Starting at the line that contains "outline shrub, every instance" and continuing through the end of the listing, copy the lines again with "green vest" changed to "yellow vest". Leave everything else unchanged.

Stored data:
** Begin **
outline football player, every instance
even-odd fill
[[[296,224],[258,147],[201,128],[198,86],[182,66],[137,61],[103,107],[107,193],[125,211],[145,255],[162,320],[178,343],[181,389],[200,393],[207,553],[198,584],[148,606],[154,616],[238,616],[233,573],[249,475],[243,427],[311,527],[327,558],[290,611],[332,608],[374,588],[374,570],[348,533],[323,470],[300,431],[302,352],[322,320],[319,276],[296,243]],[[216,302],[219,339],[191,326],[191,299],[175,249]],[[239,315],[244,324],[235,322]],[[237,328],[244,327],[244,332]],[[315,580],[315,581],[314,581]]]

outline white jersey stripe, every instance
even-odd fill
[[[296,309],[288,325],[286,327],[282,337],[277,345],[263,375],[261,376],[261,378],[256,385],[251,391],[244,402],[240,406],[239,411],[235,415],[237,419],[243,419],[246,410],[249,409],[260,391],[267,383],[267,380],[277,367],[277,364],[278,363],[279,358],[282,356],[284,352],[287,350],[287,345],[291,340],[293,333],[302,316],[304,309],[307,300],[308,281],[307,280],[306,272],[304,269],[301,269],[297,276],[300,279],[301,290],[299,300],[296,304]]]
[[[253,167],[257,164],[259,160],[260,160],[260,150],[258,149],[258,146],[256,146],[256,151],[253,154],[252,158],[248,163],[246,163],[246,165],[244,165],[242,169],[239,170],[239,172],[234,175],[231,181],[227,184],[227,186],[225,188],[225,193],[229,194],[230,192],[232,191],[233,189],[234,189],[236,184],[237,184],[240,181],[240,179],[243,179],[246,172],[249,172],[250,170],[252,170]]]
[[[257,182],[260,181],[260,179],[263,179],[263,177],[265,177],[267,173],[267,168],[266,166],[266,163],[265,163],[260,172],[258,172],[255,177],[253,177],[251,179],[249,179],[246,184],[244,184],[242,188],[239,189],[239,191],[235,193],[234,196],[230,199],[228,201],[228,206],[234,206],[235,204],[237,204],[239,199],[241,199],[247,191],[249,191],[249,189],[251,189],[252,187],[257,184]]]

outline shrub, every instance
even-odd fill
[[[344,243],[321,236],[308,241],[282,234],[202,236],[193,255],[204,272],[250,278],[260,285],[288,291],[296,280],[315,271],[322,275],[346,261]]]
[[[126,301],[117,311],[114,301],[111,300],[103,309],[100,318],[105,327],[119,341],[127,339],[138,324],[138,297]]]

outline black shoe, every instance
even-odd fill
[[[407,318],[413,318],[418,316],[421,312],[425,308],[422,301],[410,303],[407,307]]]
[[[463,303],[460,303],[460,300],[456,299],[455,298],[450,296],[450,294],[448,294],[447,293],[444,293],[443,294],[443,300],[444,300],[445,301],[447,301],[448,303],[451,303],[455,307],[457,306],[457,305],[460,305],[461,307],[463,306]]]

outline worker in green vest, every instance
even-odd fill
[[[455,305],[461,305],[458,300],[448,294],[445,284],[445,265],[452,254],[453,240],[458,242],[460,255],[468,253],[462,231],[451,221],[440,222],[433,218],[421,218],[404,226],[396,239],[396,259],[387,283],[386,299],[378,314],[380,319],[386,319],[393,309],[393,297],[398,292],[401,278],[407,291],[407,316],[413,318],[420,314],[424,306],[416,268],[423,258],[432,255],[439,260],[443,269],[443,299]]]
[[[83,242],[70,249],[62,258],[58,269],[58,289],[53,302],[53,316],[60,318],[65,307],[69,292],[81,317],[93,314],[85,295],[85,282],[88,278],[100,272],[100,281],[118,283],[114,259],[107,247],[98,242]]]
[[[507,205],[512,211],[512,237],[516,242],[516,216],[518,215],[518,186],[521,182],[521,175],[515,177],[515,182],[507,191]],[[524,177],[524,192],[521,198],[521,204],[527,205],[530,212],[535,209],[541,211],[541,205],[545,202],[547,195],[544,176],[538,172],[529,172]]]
** End **
| Solved exercise |
outline shrub, every instance
even-odd fill
[[[344,243],[321,236],[308,241],[282,234],[202,236],[193,255],[204,272],[250,278],[260,285],[288,291],[296,280],[315,271],[322,275],[346,261]]]
[[[126,301],[117,311],[114,301],[111,300],[103,309],[100,318],[105,327],[119,341],[127,339],[138,324],[138,297]]]

outline black shoe, every instance
even-odd fill
[[[407,318],[413,318],[418,316],[421,312],[425,308],[422,301],[410,303],[407,307]]]
[[[463,303],[460,303],[460,300],[456,299],[455,298],[450,296],[450,294],[448,294],[447,293],[444,293],[443,294],[443,300],[444,300],[445,301],[447,301],[448,303],[451,303],[455,307],[457,306],[457,305],[460,305],[461,307],[463,306]]]

outline worker in yellow vest, every instance
even-odd fill
[[[455,305],[461,305],[458,300],[448,294],[445,284],[445,265],[452,254],[453,240],[458,242],[460,255],[468,253],[462,231],[451,221],[440,222],[433,218],[421,218],[404,226],[396,239],[396,259],[387,283],[386,299],[378,314],[380,319],[386,319],[393,309],[393,297],[398,292],[401,278],[407,291],[407,316],[413,318],[420,314],[424,306],[416,268],[423,258],[432,255],[439,260],[443,269],[443,299]]]
[[[83,242],[70,249],[62,258],[58,269],[58,289],[53,302],[53,316],[60,318],[65,307],[69,292],[81,317],[93,314],[85,295],[85,282],[88,278],[100,272],[100,281],[118,283],[114,259],[107,247],[98,242]]]
[[[507,205],[512,211],[512,237],[516,242],[516,216],[518,215],[518,186],[521,182],[521,175],[515,177],[515,182],[507,191]],[[524,177],[524,192],[521,198],[521,204],[527,205],[530,212],[535,209],[541,211],[541,205],[545,202],[547,195],[544,176],[538,172],[529,172]]]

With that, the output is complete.